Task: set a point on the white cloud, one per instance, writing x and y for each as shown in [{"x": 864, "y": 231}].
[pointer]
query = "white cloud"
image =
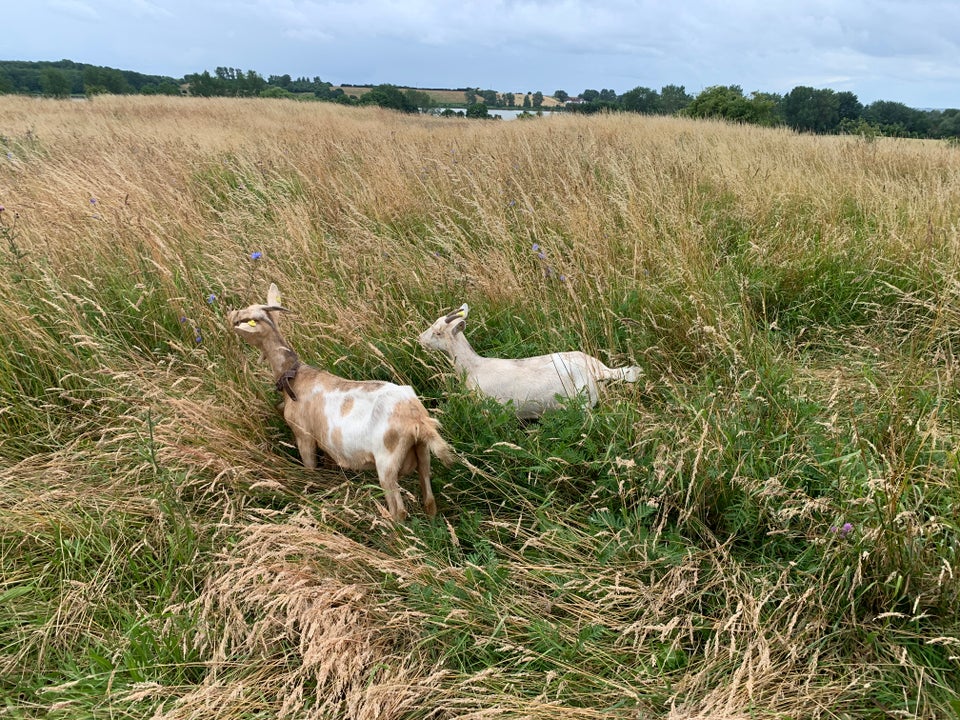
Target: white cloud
[{"x": 74, "y": 8}]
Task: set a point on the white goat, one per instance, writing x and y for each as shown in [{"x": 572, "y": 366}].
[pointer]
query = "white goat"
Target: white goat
[
  {"x": 360, "y": 425},
  {"x": 532, "y": 384}
]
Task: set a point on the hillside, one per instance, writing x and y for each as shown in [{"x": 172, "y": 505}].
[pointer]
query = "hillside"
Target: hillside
[
  {"x": 767, "y": 525},
  {"x": 446, "y": 97}
]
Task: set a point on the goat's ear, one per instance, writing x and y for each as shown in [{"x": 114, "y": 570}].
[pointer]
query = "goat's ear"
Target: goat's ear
[
  {"x": 273, "y": 295},
  {"x": 458, "y": 314},
  {"x": 246, "y": 326}
]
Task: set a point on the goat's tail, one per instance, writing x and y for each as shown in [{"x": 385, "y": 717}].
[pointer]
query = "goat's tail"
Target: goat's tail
[
  {"x": 627, "y": 374},
  {"x": 429, "y": 435}
]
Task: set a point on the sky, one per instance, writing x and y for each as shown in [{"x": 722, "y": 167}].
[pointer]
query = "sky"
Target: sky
[{"x": 900, "y": 50}]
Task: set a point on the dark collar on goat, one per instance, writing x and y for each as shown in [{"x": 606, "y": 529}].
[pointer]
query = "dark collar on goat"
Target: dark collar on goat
[{"x": 283, "y": 382}]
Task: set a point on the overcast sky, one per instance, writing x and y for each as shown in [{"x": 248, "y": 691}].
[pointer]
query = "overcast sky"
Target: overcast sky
[{"x": 901, "y": 50}]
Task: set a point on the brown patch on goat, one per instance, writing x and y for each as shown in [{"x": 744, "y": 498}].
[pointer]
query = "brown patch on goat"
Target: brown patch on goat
[
  {"x": 331, "y": 383},
  {"x": 391, "y": 438}
]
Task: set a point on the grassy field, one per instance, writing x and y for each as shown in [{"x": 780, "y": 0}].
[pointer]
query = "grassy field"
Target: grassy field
[{"x": 766, "y": 526}]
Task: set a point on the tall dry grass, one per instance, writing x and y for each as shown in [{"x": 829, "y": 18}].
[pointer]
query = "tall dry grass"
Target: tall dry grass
[{"x": 767, "y": 526}]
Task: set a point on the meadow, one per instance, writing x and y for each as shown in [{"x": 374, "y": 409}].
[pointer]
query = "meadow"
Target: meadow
[{"x": 766, "y": 526}]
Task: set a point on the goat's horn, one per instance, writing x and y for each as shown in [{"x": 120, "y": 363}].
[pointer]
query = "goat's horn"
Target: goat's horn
[{"x": 459, "y": 313}]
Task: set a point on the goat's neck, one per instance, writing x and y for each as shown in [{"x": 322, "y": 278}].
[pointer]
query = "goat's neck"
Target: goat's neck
[
  {"x": 462, "y": 354},
  {"x": 282, "y": 357}
]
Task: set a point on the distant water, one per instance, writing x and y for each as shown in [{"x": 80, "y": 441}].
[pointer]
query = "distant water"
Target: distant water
[{"x": 507, "y": 114}]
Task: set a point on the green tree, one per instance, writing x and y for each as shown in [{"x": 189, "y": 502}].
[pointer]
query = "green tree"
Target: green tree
[
  {"x": 478, "y": 110},
  {"x": 849, "y": 107},
  {"x": 641, "y": 100},
  {"x": 391, "y": 97},
  {"x": 673, "y": 99},
  {"x": 810, "y": 110},
  {"x": 728, "y": 102},
  {"x": 54, "y": 83},
  {"x": 419, "y": 100},
  {"x": 897, "y": 119},
  {"x": 204, "y": 84}
]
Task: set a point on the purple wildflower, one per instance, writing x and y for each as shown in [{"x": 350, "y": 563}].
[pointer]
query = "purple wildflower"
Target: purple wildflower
[{"x": 843, "y": 530}]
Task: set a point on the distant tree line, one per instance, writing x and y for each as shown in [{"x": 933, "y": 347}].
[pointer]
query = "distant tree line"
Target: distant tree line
[
  {"x": 64, "y": 78},
  {"x": 804, "y": 109}
]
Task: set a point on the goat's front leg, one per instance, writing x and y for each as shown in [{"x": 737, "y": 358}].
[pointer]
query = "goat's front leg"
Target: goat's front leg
[
  {"x": 389, "y": 481},
  {"x": 308, "y": 449}
]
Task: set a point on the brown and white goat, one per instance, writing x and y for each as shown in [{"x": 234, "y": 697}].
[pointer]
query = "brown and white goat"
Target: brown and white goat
[
  {"x": 360, "y": 425},
  {"x": 532, "y": 384}
]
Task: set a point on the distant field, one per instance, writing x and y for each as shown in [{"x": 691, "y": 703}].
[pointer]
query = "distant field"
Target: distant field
[
  {"x": 449, "y": 97},
  {"x": 766, "y": 526}
]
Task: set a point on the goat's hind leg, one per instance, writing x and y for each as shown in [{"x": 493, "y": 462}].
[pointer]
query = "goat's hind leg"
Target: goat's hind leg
[
  {"x": 389, "y": 481},
  {"x": 308, "y": 449},
  {"x": 423, "y": 471}
]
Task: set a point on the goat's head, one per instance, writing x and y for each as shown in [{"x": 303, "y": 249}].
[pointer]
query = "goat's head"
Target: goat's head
[
  {"x": 440, "y": 335},
  {"x": 257, "y": 322}
]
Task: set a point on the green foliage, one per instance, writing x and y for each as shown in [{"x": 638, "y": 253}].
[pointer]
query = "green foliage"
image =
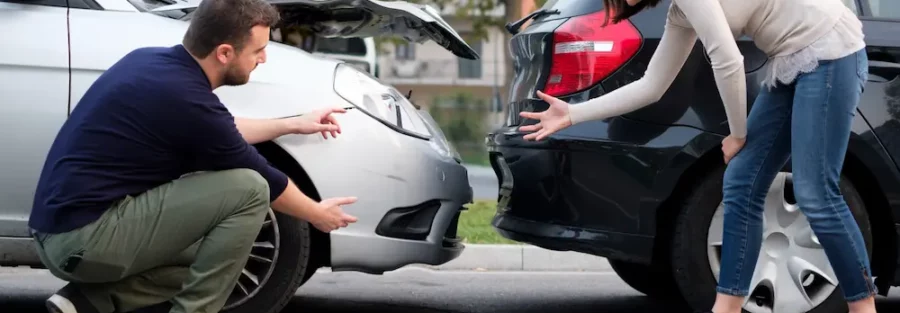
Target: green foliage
[{"x": 463, "y": 118}]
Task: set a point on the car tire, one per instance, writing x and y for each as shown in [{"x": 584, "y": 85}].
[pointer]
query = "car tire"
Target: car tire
[
  {"x": 652, "y": 280},
  {"x": 287, "y": 275},
  {"x": 691, "y": 257}
]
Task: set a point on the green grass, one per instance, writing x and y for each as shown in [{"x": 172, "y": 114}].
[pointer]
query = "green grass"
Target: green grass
[{"x": 475, "y": 224}]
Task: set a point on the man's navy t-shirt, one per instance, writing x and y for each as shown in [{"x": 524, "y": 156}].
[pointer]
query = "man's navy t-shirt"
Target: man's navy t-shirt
[{"x": 149, "y": 119}]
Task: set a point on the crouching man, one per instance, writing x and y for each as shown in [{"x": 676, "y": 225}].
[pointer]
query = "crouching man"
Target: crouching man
[{"x": 152, "y": 193}]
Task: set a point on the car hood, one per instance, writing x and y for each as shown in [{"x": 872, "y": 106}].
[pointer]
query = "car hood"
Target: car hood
[{"x": 364, "y": 18}]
****************************************
## What is required:
Output every entry above exactly as written, but omit the pictures.

## Exercise solution:
Task: set a point on the white cloud, one per instance, writing x and y for each as shown in [{"x": 864, "y": 231}].
[pointer]
query = "white cloud"
image =
Target: white cloud
[{"x": 74, "y": 8}]
Task: set a point on the white goat, one per instance, writing x and y for each as shown in [{"x": 572, "y": 366}].
[pointer]
query = "white goat"
Target: white goat
[
  {"x": 360, "y": 425},
  {"x": 532, "y": 384}
]
Task: set a point on the hillside, one per instance, writing x and y for each as shown in [{"x": 172, "y": 505}].
[pointer]
query = "hillside"
Target: hillside
[
  {"x": 767, "y": 525},
  {"x": 446, "y": 97}
]
Task: set a point on the goat's ear, one per instance, writing x and y for each as shown in [{"x": 114, "y": 570}].
[pointer]
query = "goat's ear"
Target: goat's ear
[
  {"x": 273, "y": 295},
  {"x": 458, "y": 314},
  {"x": 246, "y": 326}
]
Task: set a point on the goat's tail, one per instance, writing x and y for each as shown in [{"x": 385, "y": 717}].
[pointer]
query = "goat's tail"
Target: goat's tail
[
  {"x": 627, "y": 374},
  {"x": 429, "y": 435}
]
Task: set a point on the sky, one per instance, writing x and y for each as shown in [{"x": 722, "y": 167}].
[pointer]
query = "sky"
Target: sky
[{"x": 900, "y": 50}]
Task: set a point on the dark collar on goat, one per instance, writing x and y for each as shown in [{"x": 606, "y": 529}].
[pointer]
query = "dark collar on goat"
Target: dark collar on goat
[{"x": 283, "y": 382}]
Task: set a point on the overcast sky, one per instance, writing x and y for each as shown in [{"x": 248, "y": 691}].
[pointer]
query = "overcast sky"
Target: overcast sky
[{"x": 901, "y": 50}]
Task: set a point on the brown patch on goat, one per instance, writing x and y for each as shown in [{"x": 744, "y": 498}].
[pointer]
query = "brown patch on goat"
Target: brown patch on goat
[
  {"x": 331, "y": 383},
  {"x": 391, "y": 438}
]
Task: set a point on the grassy field, one per instance, writing x and y for each as shown in [{"x": 780, "y": 0}].
[pointer]
query = "grassy field"
Target: grassy field
[{"x": 766, "y": 526}]
Task: set a point on the tall dry grass, one per instance, writing x and y for each as shown in [{"x": 829, "y": 18}].
[pointer]
query = "tall dry grass"
Target: tall dry grass
[{"x": 767, "y": 526}]
Task: set a point on the meadow, one per instance, writing x and y for each as shown in [{"x": 374, "y": 409}].
[pointer]
query = "meadow"
Target: meadow
[{"x": 766, "y": 526}]
Task: set a point on the goat's horn, one per instance, writing x and y for each as shown in [{"x": 120, "y": 363}].
[pointer]
query = "goat's horn"
Target: goat's horn
[{"x": 459, "y": 313}]
Task: set a point on the goat's neck, one per instance, writing x and y for each as shown in [{"x": 322, "y": 278}].
[pointer]
query = "goat's neck"
Target: goat's neck
[
  {"x": 462, "y": 354},
  {"x": 282, "y": 357}
]
Task: set a point on the distant water, one per instance, writing x and y for each as shown in [{"x": 80, "y": 441}].
[pointer]
query = "distant water"
Target: distant water
[{"x": 507, "y": 114}]
Task: set a point on the green tree, one per instance, writing x and y for each as shown in [{"x": 189, "y": 502}].
[pointer]
query = "green tree"
Target: green tree
[
  {"x": 478, "y": 110},
  {"x": 849, "y": 107},
  {"x": 641, "y": 100},
  {"x": 391, "y": 97},
  {"x": 673, "y": 99},
  {"x": 810, "y": 110},
  {"x": 728, "y": 102},
  {"x": 54, "y": 83},
  {"x": 419, "y": 100},
  {"x": 897, "y": 119},
  {"x": 204, "y": 84}
]
Task: set a point on the purple wildflower, one per instance, writing x and y for each as shown in [{"x": 350, "y": 563}].
[pointer]
query = "purple wildflower"
Target: purple wildflower
[{"x": 843, "y": 530}]
Task: set a point on the distant tree line, one per instance, writing x and y for each as shown in [{"x": 933, "y": 347}].
[pointer]
query = "distant tree line"
Target: distant tree line
[
  {"x": 64, "y": 78},
  {"x": 804, "y": 109}
]
Task: set a point on the goat's front leg, one per instance, writing x and y for each as shown in [{"x": 737, "y": 358}].
[pointer]
query = "goat's front leg"
Target: goat's front leg
[
  {"x": 389, "y": 481},
  {"x": 308, "y": 449}
]
Task: set a point on the brown and white goat, one per instance, writing x and y for each as shown in [{"x": 234, "y": 697}].
[pointer]
query = "brown and white goat"
Target: brown and white goat
[
  {"x": 360, "y": 425},
  {"x": 532, "y": 384}
]
Task: set a point on the distant field, one per instance, writing x and y for each as shown in [{"x": 691, "y": 703}].
[pointer]
query = "distant field"
Target: distant field
[
  {"x": 449, "y": 97},
  {"x": 766, "y": 526}
]
Task: set a point on the goat's hind leg, one per instance, writing x and y for each as shown in [{"x": 493, "y": 462}].
[pointer]
query = "goat's hind leg"
Target: goat's hind leg
[
  {"x": 389, "y": 481},
  {"x": 308, "y": 449},
  {"x": 423, "y": 471}
]
Task: set a point on the goat's head, one per instance, writing x and y for each as shown in [{"x": 303, "y": 249}].
[pointer]
query = "goat's head"
Target: goat's head
[
  {"x": 440, "y": 335},
  {"x": 257, "y": 322}
]
Task: set a point on the green foliage, one per instance, writing x and y for each as shown in [{"x": 638, "y": 253}].
[pointer]
query = "green foliage"
image =
Target: green foliage
[{"x": 463, "y": 118}]
Task: set a point on the car tire, one per instance, writing x and y for each as shown in [{"x": 584, "y": 85}].
[pointer]
query = "car tire"
Target: car tire
[
  {"x": 652, "y": 280},
  {"x": 287, "y": 275},
  {"x": 691, "y": 257}
]
Task: set a point on the green grass, one per instance, writing x and y for each as shown in [{"x": 172, "y": 114}].
[pointer]
query = "green grass"
Target: green grass
[{"x": 475, "y": 224}]
Task: set a point on the man's navy t-shirt, one per instance, writing x and y for each as shown in [{"x": 524, "y": 156}].
[pointer]
query = "man's navy t-shirt"
Target: man's navy t-shirt
[{"x": 149, "y": 119}]
Task: set a point on the crouching man, one per instance, writing x and y for each as shown in [{"x": 676, "y": 225}].
[pointer]
query = "crouching man"
Target: crouching man
[{"x": 152, "y": 193}]
Task: set a point on the car hood, one per instance, writing x and y for each as shown in [{"x": 872, "y": 106}].
[pointer]
query = "car hood"
Target: car hood
[{"x": 364, "y": 18}]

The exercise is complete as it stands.